[EXERCISE]:
Please repeat every entry that follows, keeping each one exactly the same.

Saved data entries:

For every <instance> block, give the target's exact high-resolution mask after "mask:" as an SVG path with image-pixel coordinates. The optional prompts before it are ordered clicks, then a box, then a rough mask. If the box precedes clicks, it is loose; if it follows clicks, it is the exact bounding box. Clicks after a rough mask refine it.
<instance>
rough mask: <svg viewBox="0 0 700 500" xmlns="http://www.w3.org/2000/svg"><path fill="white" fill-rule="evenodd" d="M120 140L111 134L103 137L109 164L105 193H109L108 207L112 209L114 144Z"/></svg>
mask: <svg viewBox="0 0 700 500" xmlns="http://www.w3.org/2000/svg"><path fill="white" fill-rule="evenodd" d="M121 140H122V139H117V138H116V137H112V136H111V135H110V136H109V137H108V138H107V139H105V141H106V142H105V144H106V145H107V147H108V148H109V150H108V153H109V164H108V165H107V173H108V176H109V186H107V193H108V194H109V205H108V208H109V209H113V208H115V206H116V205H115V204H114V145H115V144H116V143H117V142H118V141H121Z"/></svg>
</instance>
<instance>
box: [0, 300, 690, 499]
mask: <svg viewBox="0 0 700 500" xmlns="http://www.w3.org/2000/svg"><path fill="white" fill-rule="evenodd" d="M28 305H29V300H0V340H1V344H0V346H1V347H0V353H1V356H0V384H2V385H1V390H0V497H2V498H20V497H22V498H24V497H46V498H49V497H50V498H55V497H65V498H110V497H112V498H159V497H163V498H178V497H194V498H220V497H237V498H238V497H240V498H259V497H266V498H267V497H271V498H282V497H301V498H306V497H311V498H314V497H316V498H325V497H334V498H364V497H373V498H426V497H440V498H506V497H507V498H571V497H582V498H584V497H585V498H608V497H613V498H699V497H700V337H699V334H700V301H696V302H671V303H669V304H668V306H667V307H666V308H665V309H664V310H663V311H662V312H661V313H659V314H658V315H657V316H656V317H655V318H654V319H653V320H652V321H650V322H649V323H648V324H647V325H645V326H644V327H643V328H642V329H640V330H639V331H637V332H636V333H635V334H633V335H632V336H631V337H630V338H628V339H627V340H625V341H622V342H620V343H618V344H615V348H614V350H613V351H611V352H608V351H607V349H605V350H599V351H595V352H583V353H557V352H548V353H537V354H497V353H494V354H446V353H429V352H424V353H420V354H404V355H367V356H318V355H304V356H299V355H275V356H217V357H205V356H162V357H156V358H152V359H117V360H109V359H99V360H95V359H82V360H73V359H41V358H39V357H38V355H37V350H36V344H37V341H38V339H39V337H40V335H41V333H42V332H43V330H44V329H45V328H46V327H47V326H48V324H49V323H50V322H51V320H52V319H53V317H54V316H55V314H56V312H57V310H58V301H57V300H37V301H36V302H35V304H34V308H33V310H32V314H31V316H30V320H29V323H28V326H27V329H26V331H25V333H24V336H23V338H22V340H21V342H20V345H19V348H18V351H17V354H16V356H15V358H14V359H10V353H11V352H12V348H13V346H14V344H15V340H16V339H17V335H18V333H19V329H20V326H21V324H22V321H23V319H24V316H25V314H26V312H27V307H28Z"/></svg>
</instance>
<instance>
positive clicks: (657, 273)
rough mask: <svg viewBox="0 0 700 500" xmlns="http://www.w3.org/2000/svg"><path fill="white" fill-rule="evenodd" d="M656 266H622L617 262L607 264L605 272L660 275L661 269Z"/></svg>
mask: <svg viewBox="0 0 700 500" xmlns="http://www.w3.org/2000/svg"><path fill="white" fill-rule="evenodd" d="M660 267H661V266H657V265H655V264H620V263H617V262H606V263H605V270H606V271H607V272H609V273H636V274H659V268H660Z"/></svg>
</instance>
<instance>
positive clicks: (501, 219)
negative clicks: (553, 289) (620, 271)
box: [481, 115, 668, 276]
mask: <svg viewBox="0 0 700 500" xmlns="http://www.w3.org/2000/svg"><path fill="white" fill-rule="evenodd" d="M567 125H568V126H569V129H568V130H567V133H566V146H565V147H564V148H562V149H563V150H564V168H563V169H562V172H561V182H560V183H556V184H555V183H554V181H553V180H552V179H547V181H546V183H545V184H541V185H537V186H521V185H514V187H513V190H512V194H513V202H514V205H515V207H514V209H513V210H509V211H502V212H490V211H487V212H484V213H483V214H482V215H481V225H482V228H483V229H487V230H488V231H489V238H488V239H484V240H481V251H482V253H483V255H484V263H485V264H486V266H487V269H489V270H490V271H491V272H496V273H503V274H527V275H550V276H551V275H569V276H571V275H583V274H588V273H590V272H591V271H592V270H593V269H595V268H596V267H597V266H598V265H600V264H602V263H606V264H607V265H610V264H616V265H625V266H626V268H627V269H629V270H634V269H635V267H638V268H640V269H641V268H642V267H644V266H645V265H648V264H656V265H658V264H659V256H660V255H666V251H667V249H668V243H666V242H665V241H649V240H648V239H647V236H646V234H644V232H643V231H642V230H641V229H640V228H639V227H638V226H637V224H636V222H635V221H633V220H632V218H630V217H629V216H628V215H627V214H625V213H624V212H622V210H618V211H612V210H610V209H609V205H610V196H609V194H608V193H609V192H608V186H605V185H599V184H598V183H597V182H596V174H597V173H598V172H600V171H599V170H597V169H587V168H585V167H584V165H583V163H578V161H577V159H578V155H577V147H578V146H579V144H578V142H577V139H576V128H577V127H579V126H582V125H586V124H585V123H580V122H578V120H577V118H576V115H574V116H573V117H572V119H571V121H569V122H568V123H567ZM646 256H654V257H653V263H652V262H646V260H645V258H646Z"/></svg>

[TASK OUTPUT]:
For every <instance> block, give the target's exact high-resolution mask after "mask:" as an SVG path with image-pixel coordinates. The optional prompts before it are ordered clicks, then a box, then a rough mask. If the box precedes clicks, it is loose; if it follows clicks, it is the exact bounding box. Clicks after a rough mask refine it.
<instance>
rough mask: <svg viewBox="0 0 700 500" xmlns="http://www.w3.org/2000/svg"><path fill="white" fill-rule="evenodd" d="M120 140L111 134L103 137L109 164L105 193H109L108 207L112 209L114 144Z"/></svg>
mask: <svg viewBox="0 0 700 500" xmlns="http://www.w3.org/2000/svg"><path fill="white" fill-rule="evenodd" d="M121 140H122V139H117V138H116V137H112V136H111V135H110V136H109V137H108V138H107V139H105V141H106V142H105V144H106V145H107V147H108V148H109V150H108V153H109V164H108V165H107V173H108V176H109V186H107V193H108V194H109V205H108V208H109V209H113V208H115V206H116V205H115V204H114V145H115V144H116V143H117V142H118V141H121Z"/></svg>
</instance>
<instance>
box: [0, 300, 690, 499]
mask: <svg viewBox="0 0 700 500" xmlns="http://www.w3.org/2000/svg"><path fill="white" fill-rule="evenodd" d="M28 305H29V300H0V340H1V344H0V346H1V347H0V353H1V356H0V384H2V385H1V390H0V497H2V498H20V497H22V498H24V497H46V498H49V497H50V498H55V497H65V498H110V497H112V498H159V497H163V498H178V497H194V498H220V497H237V498H238V497H240V498H259V497H266V498H267V497H271V498H282V497H301V498H306V497H311V498H314V497H316V498H325V497H334V498H364V497H373V498H426V497H440V498H506V497H507V498H571V497H582V498H584V497H585V498H608V497H613V498H699V497H700V337H699V334H700V301H696V302H671V303H669V304H668V306H667V307H666V308H665V309H664V310H663V311H662V312H661V313H659V314H658V315H657V316H656V317H655V318H654V319H653V320H652V321H650V322H649V323H648V324H647V325H645V326H644V327H643V328H642V329H640V330H639V331H637V332H636V333H635V334H633V335H632V336H631V337H630V338H628V339H627V340H625V341H622V342H620V343H618V344H615V348H614V350H613V351H611V352H608V351H607V349H605V350H599V351H595V352H583V353H557V352H548V353H537V354H497V353H494V354H446V353H429V352H424V353H420V354H404V355H367V356H318V355H304V356H299V355H275V356H217V357H205V356H162V357H156V358H152V359H117V360H109V359H99V360H95V359H82V360H73V359H41V358H39V357H38V355H37V350H36V344H37V341H38V339H39V337H40V335H41V333H42V332H43V330H44V329H45V328H46V327H47V326H48V324H49V323H50V322H51V320H52V319H53V317H54V316H55V314H56V312H57V310H58V301H57V300H37V301H36V302H35V304H34V308H33V310H32V314H31V316H30V320H29V323H28V326H27V329H26V331H25V333H24V336H23V338H22V340H21V342H20V345H19V348H18V351H17V354H16V356H15V358H14V359H10V353H11V352H12V348H13V346H14V344H15V340H16V339H17V335H18V333H19V329H20V326H21V324H22V321H23V319H24V316H25V314H26V312H27V307H28Z"/></svg>
</instance>
<instance>
positive clicks: (657, 273)
rough mask: <svg viewBox="0 0 700 500" xmlns="http://www.w3.org/2000/svg"><path fill="white" fill-rule="evenodd" d="M656 266H622L617 262L607 264L605 272L660 275L661 269Z"/></svg>
mask: <svg viewBox="0 0 700 500" xmlns="http://www.w3.org/2000/svg"><path fill="white" fill-rule="evenodd" d="M660 267H661V266H657V265H655V264H620V263H617V262H606V263H605V270H606V271H607V272H609V273H636V274H659V268H660Z"/></svg>
</instance>
<instance>
positive clicks: (501, 219)
negative clicks: (553, 289) (620, 271)
box: [481, 115, 668, 276]
mask: <svg viewBox="0 0 700 500" xmlns="http://www.w3.org/2000/svg"><path fill="white" fill-rule="evenodd" d="M567 125H568V126H569V129H568V130H567V133H566V146H565V147H564V148H562V149H563V150H564V168H563V169H562V172H561V182H560V183H556V184H555V183H554V181H553V180H552V179H547V181H546V183H545V184H541V185H537V186H521V185H514V187H513V190H512V194H513V202H514V205H515V207H514V209H513V210H509V211H502V212H490V211H487V212H484V213H483V214H482V215H481V225H482V228H483V229H487V230H488V231H489V238H488V239H484V240H481V251H482V253H483V255H484V263H485V264H486V266H487V269H489V270H490V271H491V272H496V273H503V274H527V275H550V276H551V275H569V276H571V275H583V274H588V273H590V272H591V271H592V270H593V269H595V268H596V267H597V266H598V265H600V264H602V263H606V264H607V265H610V264H616V265H625V266H626V268H627V269H629V270H634V269H635V267H638V268H640V269H641V268H642V267H644V266H645V265H648V264H656V265H658V264H659V256H660V255H666V251H667V249H668V243H666V242H665V241H649V240H648V239H647V236H646V234H644V232H643V231H642V230H641V229H640V228H639V227H638V226H637V224H636V222H635V221H633V220H632V218H630V217H629V216H628V215H627V214H625V213H624V212H622V210H618V211H612V210H610V209H609V205H610V196H609V194H608V193H609V192H608V186H605V185H599V184H598V183H597V182H596V174H597V173H598V172H600V171H599V170H597V169H587V168H585V167H584V165H583V163H578V161H577V159H578V155H577V147H578V146H579V144H578V142H577V139H576V128H577V127H579V126H582V125H586V124H585V123H580V122H578V120H577V118H576V115H574V116H573V117H572V119H571V121H569V122H568V123H567ZM646 256H654V257H653V263H652V262H646V260H645V258H646Z"/></svg>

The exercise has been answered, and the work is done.